- _THE TASK_
The data below should be printed in full, exactly, and without any of its images.

- _SUPPLIED DATA_

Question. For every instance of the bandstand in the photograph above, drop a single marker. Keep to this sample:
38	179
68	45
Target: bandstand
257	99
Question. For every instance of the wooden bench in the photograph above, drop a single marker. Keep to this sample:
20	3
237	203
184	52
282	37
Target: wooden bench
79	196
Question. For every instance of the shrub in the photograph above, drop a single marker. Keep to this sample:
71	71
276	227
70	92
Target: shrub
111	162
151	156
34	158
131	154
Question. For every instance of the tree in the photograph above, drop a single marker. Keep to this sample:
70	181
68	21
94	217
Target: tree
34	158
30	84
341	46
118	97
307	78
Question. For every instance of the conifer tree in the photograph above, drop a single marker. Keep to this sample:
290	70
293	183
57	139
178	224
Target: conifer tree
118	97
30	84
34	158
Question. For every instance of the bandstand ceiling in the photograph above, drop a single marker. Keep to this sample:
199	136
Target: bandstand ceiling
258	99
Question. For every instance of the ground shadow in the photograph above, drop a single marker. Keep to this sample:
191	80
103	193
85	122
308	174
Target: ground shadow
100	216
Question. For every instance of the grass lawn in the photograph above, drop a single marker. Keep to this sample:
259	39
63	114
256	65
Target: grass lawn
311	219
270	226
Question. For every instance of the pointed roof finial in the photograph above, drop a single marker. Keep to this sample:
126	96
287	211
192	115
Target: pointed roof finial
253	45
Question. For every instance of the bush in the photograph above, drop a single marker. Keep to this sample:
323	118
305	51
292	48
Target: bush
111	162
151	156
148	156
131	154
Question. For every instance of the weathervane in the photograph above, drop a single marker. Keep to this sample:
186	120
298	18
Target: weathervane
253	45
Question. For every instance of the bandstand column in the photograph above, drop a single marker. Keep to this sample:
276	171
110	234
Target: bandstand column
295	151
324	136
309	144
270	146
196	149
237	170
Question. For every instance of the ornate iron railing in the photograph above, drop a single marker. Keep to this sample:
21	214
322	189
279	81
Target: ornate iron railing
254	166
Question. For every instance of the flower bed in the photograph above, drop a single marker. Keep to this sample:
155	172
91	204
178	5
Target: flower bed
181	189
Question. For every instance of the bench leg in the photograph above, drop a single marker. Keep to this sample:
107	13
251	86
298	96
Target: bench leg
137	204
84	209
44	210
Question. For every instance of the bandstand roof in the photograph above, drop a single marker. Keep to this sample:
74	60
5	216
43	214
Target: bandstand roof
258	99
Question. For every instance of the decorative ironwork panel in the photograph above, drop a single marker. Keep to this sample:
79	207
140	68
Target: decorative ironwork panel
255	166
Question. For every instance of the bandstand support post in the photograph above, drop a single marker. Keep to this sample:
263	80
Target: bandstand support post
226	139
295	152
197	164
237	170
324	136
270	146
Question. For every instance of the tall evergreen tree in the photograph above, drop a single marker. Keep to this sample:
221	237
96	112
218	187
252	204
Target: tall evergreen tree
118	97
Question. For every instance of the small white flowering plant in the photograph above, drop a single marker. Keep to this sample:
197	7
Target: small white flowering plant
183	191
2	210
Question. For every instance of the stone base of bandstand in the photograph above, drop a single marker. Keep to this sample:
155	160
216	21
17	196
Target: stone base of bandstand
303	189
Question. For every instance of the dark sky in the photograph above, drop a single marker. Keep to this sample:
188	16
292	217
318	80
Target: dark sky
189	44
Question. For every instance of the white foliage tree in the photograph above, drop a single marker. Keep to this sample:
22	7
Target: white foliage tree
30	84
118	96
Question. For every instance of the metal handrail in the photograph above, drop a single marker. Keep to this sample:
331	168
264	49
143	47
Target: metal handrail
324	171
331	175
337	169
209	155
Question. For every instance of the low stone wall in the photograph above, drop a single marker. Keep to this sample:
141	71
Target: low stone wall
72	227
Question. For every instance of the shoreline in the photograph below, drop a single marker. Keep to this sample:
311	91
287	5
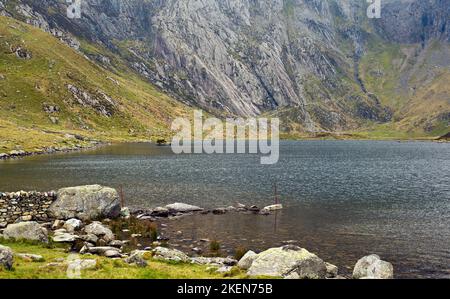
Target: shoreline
20	154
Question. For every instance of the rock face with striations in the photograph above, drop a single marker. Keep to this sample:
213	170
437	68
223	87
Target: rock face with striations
86	203
299	59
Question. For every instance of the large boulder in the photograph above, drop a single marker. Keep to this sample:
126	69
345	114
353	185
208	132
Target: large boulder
288	262
86	203
247	260
182	208
6	257
162	253
372	267
99	230
72	225
31	231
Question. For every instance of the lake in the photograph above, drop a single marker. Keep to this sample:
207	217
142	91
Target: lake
343	199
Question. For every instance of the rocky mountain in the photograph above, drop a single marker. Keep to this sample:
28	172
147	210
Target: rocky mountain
319	65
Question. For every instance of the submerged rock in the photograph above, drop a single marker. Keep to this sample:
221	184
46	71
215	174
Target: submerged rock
183	208
214	261
31	231
273	208
288	262
79	264
162	253
72	225
86	203
372	267
64	238
31	257
99	230
247	260
137	259
332	270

- _RESPONSE AREA_
Question. For every instance of the bandstand in the photograph above, drop a single marker. Keep to this sample:
38	179
68	45
Target: bandstand
257	99
Question. For every instance of the wooden bench in the photograph above, drop a single marker. Keep to this sample:
20	3
237	203
184	52
282	37
Target: wooden bench
79	196
Question. For every instance of the shrub in the photograph above, drop a single marker. Keep to this sample:
71	71
276	227
70	92
Target: shrub
111	162
151	156
34	158
131	154
Question. For every instance of the tree in the photograph above, drop a single marker. Keep to this sample:
70	181
68	21
94	217
Target: tree
34	158
30	84
341	46
118	97
307	78
Question. For every instance of the conifer tree in the photograph above, drop a single marker. Keep to this sample:
290	70
293	183
57	139
178	224
Target: conifer tree
118	97
30	84
34	158
Question. For every instance of the bandstand ceiling in the photograph above, drop a single marker. Keep to this sample:
199	136
Target: bandstand ceiling
258	99
Question. For every instance of the ground shadow in the photograph above, drop a single marker. Keep to this sample:
191	80
103	193
85	122
308	174
Target: ground shadow
100	216
Question. For every instance of the grass lawn in the photograph above, drop a single marker. Keep to this sample:
259	39
63	114
256	65
Target: grass lawn
311	219
270	226
Question. For every instance of the pointed roof finial in the photograph above, drop a single marker. Keep to this sample:
126	96
287	211
192	115
Target: pointed roof finial
253	45
Question. For every instance of the bush in the photograph above, drop a single marker. Keep to this sample:
323	118
305	51
292	48
Target: bush
111	162
151	156
148	156
131	154
Question. For every instance of the weathervane in the photograph above, drop a single marker. Keep to this sample:
186	120
298	18
Target: weathervane
253	45
Question. For every instance of the bandstand column in the photograph above, drop a single marker. Keep to this sample:
276	171
110	234
Target: bandstand column
295	151
324	136
309	144
270	146
196	149
237	170
Question. For every instance of the ornate iron railing in the photograph above, drop a single marker. Keep to this sample:
21	214
322	189
279	81
Target: ornate iron railing
254	166
Question. For every instance of the flower bed in the photograph above, drop a single marker. Keep to this sample:
155	172
91	204
178	5
Target: flower bed
181	189
Question. For every instance of the bench leg in the photograph above, drop a single marker. Keep to this sample:
107	13
251	86
298	96
Target: bench leg
137	204
84	209
44	210
Question. For every instance of the bandstand roof in the photograph above, drop a single marker. Keep to this sample:
74	60
5	216
43	214
Target: bandstand roof
258	99
Question. For every instance of the decorative ironwork panel in the photograph above, drop a single marker. Keep to this sample:
79	207
140	68
Target: decorative ironwork panel
255	166
Question. For every instance of the bandstand support post in the photograph above, drop a single marker. Keep to this sample:
263	80
Target: bandstand support post
226	139
295	152
197	164
237	170
324	136
270	146
Question. For every instance of the tall evergreen tree in the photograph above, drop a single marker. Keep to this sample:
221	237
96	112
218	187
252	204
Target: tall evergreen tree
118	97
Question. For every instance of the small white flowering plant in the photograph above, drop a single marker. Keep to this sample:
197	7
Target: small white flowering plant
183	191
2	210
Question. For every instance of the stone base of bandstand in the photograph above, drop a single marker. Keep to this sample:
155	160
216	21
17	196
Target: stone base of bandstand
303	189
Question. For every instance of the dark sky in the photograph above, drop a single marker. Keep to this sample:
188	16
292	217
318	80
Target: dark sky
189	44
Question. For every instance of the white foliage tree in the photograph above, drop a single marker. Keep to this sample:
22	7
Target: white foliage tree
30	84
118	96
Question. For every instance of the metal handrail in the photograph above, drop a single marker. Keep to this sample:
331	168
264	49
143	47
Target: metal handrail
324	171
331	175
337	169
209	155
Question. For every instance of the low stone wall in the photograph above, drop a single marker. Keep to this sample:
141	71
Target: low stone wall
72	227
Question. For every instance of the shoreline in the photograph below, drop a single marker. Keep to this sample:
311	91
287	5
Target: shoreline
20	154
Question. For every instance of the rock face with striations in the photograph above, drop a single marker. Keep to this sample:
213	170
437	68
223	87
Target: rock face with striations
86	203
299	59
Question. For every instance of the large boulder in the photograph above, drop a single marker. Keep to this sample:
126	69
345	114
353	185
208	132
Target: large boulder
288	262
86	203
247	260
182	208
6	257
162	253
372	267
99	230
72	225
31	231
Question. For every instance of the lake in the photograph above, drop a single marker. Keep to this sample:
207	217
142	91
Target: lake
343	199
Question. For every instance of the rocky mountain in the photograph above, drop a single marker. Keep to this sample:
28	172
147	210
Target: rocky mountain
319	65
Question. For every instance of the submerged rock in the photograph above, drop a single marker. Keep to this sample:
221	184
46	71
215	174
Target: submerged rock
183	208
214	261
31	231
273	208
288	262
79	264
162	253
72	225
86	203
372	267
64	238
31	257
99	230
247	260
137	259
332	270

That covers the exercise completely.